*Stated task*: Reproduce verbatim the stretch of the items from the line containing "the wooden pole" through the final line of the items, and nothing else.

Some items:

Start

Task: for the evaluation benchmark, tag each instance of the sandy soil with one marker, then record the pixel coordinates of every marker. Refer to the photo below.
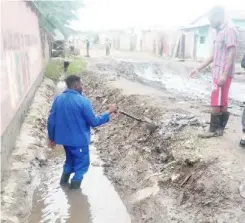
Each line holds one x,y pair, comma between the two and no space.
28,159
170,175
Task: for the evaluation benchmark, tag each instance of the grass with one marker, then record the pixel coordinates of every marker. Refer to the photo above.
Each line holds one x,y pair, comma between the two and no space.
53,69
76,66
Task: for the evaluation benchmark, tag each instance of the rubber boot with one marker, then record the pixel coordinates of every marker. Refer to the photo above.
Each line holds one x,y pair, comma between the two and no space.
75,184
215,124
242,142
64,178
224,121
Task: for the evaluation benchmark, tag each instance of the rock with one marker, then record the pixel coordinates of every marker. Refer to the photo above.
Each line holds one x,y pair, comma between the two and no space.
200,188
175,177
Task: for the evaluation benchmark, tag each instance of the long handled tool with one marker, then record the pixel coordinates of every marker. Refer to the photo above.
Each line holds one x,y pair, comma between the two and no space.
150,126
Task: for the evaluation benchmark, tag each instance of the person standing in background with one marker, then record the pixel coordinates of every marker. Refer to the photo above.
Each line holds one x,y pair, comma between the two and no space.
108,47
223,59
87,47
242,142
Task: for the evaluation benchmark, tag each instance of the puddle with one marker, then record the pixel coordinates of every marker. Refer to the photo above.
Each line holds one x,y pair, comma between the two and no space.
96,202
199,87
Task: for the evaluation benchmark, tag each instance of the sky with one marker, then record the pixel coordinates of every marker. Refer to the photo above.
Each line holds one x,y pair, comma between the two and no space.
117,14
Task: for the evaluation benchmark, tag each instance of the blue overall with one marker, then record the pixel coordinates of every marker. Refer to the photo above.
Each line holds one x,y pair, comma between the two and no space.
69,124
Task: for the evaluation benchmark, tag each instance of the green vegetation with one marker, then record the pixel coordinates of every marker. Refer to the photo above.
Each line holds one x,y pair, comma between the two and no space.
53,69
56,14
76,66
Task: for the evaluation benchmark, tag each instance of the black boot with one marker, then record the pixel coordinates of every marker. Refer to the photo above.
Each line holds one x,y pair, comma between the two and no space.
242,142
64,178
224,121
215,123
75,184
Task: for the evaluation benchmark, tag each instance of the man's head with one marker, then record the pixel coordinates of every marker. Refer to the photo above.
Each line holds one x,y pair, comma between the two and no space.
217,16
74,82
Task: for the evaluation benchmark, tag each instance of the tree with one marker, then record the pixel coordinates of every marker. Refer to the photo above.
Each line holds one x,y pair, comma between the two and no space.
56,14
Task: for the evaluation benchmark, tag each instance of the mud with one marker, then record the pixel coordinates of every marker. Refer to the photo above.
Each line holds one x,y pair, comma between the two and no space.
28,158
169,175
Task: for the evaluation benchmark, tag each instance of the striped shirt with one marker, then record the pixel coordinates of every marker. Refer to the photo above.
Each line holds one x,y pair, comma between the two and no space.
225,38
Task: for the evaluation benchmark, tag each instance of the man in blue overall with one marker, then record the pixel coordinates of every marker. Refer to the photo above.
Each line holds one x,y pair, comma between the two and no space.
69,123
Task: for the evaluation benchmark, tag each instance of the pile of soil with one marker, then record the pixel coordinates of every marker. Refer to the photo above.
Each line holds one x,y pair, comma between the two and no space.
160,176
28,158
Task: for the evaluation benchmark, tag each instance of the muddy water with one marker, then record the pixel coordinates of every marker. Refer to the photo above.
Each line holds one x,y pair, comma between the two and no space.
180,84
96,202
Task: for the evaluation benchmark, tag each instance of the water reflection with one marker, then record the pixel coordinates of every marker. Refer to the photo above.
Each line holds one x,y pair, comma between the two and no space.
53,203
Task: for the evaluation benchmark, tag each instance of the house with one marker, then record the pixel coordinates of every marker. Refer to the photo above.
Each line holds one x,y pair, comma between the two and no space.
197,38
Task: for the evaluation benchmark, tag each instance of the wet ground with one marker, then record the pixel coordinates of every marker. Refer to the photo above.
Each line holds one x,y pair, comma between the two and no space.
167,176
96,202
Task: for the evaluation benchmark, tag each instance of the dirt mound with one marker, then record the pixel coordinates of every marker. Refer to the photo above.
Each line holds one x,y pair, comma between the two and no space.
160,175
28,157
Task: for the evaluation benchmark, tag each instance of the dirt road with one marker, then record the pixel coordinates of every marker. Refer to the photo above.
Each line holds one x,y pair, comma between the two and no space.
169,175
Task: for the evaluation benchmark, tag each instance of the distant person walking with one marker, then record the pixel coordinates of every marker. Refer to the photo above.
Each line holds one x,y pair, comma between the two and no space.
87,47
242,142
223,59
69,123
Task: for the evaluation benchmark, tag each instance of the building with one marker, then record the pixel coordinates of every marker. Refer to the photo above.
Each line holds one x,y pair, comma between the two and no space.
197,38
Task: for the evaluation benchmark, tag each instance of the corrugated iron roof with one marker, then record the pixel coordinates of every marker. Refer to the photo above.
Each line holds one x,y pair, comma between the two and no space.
203,19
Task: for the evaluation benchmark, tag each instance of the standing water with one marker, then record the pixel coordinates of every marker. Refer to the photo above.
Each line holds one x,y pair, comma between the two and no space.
96,202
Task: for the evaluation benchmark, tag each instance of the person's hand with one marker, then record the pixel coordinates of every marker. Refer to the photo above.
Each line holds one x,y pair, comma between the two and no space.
222,80
112,109
193,73
51,144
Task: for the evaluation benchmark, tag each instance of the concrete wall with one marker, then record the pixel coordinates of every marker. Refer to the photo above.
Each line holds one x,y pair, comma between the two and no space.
22,65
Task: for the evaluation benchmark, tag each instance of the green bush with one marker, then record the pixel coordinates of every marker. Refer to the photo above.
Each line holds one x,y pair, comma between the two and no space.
54,69
76,66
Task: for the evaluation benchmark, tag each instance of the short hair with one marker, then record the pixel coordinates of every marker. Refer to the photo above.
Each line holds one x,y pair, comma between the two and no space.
218,10
71,80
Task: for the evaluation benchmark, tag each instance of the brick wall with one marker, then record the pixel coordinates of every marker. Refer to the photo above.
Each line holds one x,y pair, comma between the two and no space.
21,68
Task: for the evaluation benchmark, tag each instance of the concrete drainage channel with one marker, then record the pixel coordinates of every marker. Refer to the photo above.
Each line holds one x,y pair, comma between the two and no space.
97,202
38,173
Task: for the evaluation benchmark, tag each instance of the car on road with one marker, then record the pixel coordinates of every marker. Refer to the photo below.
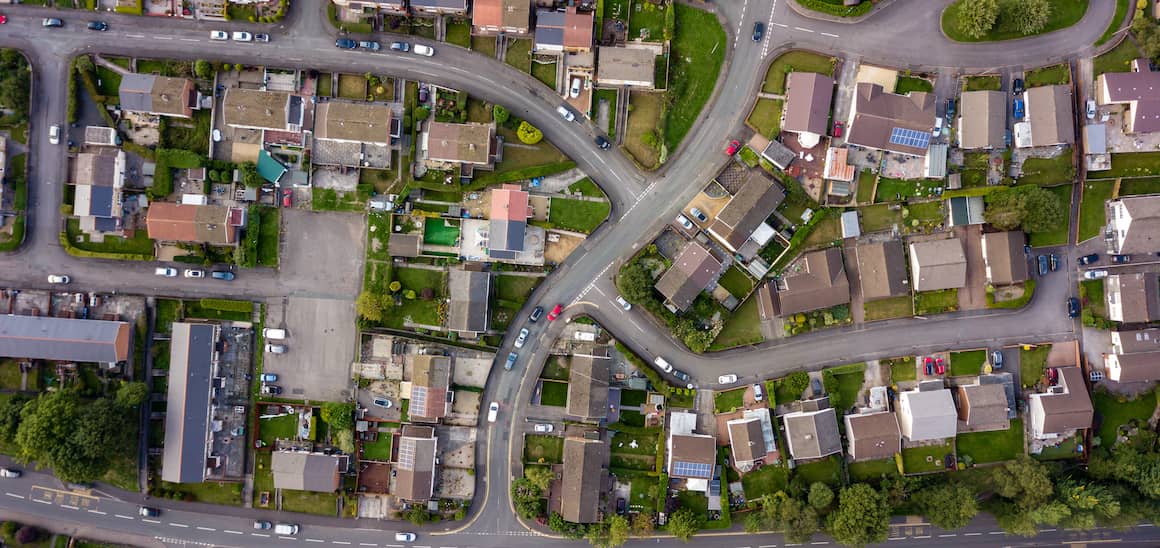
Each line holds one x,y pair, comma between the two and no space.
493,411
733,146
1097,274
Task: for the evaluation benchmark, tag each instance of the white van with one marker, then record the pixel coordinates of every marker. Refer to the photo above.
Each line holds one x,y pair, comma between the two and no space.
274,334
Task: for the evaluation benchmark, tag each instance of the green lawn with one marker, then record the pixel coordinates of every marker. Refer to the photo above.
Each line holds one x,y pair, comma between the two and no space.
767,117
543,448
1059,236
966,362
791,62
1031,365
578,215
1064,13
998,446
935,302
1049,76
914,459
1111,412
1092,216
697,51
553,394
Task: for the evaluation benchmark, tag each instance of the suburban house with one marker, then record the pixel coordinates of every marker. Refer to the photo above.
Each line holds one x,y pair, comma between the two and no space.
307,471
414,469
814,281
1049,117
507,16
1132,297
1064,408
882,269
207,224
1138,91
100,178
439,7
508,221
983,120
588,386
937,265
626,66
1135,224
188,435
690,456
430,388
1005,259
983,408
693,269
807,100
741,223
870,437
158,95
447,145
582,480
927,412
468,312
563,31
1135,355
891,122
64,339
812,432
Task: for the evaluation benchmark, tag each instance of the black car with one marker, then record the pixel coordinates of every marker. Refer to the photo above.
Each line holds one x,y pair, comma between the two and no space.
1073,308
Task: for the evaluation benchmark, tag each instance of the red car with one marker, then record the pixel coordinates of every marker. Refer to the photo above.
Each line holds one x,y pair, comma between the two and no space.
733,146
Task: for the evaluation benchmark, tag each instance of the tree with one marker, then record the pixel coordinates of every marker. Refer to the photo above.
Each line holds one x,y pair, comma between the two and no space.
370,305
862,517
947,505
820,495
977,17
340,416
529,134
683,524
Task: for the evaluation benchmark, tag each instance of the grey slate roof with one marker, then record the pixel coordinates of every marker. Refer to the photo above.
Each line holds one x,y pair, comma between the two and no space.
187,418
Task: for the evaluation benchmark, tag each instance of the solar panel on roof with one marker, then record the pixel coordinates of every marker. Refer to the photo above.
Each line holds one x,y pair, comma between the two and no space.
910,137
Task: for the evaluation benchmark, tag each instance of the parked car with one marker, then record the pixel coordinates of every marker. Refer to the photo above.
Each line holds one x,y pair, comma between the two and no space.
1097,274
1073,308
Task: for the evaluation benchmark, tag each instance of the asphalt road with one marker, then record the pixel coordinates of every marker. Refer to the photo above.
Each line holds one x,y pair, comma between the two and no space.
906,36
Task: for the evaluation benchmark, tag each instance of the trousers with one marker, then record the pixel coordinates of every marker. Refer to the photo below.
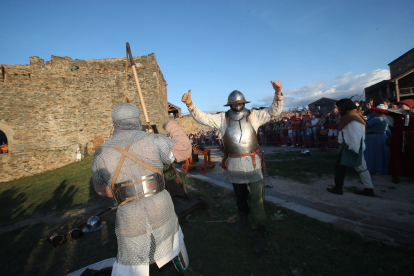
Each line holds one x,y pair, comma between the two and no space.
251,202
340,172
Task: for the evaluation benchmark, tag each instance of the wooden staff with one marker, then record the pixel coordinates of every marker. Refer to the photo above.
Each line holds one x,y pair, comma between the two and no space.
141,98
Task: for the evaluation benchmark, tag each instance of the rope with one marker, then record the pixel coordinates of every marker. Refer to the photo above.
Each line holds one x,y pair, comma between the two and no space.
229,220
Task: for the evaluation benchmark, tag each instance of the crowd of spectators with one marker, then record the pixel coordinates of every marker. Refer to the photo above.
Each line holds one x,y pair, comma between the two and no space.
202,138
389,136
4,148
302,128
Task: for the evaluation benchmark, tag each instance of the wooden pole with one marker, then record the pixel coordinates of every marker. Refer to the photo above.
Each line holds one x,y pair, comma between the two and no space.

End

*Solution*:
Task: for the evaluation benchmark, tag each instance of the wooden pole with one marker, then record the pixel coordinates of every marker. Refer to the photo above.
Each line holds one x,y pair, comma between the two and no space.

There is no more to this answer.